Start of Block

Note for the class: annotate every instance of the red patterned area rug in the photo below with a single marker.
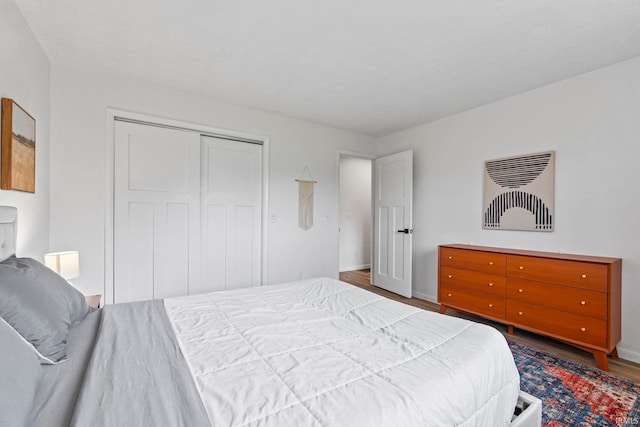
(573, 394)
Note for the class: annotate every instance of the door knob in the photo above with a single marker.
(406, 231)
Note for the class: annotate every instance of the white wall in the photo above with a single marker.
(593, 124)
(355, 213)
(79, 184)
(24, 77)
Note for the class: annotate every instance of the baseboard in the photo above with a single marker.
(426, 297)
(630, 355)
(355, 267)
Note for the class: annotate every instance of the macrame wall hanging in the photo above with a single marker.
(305, 200)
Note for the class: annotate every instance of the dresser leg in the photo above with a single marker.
(601, 360)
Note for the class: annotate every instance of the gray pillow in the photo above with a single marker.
(39, 304)
(20, 372)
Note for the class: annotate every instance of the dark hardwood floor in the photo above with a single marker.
(620, 367)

End of Block

# Work request:
Your answer must be the lines from the one containing "Note for the class: annotate every instance of the macrame" through the last line of the entries, copied exactly, with no other lines.

# Answer box:
Note for the class: annotate every instance of the macrame wall hanging in the photo above with a single marker.
(305, 200)
Note for the class: annotate every instance of the dresser leg in the photo above with a single marker.
(601, 360)
Note for the class: annotate every instance of the gray pillow in the photo above with a single marker.
(39, 304)
(20, 372)
Note for the class: annotate every instance of the dark hardwood floor in the photo above with a single marker.
(620, 367)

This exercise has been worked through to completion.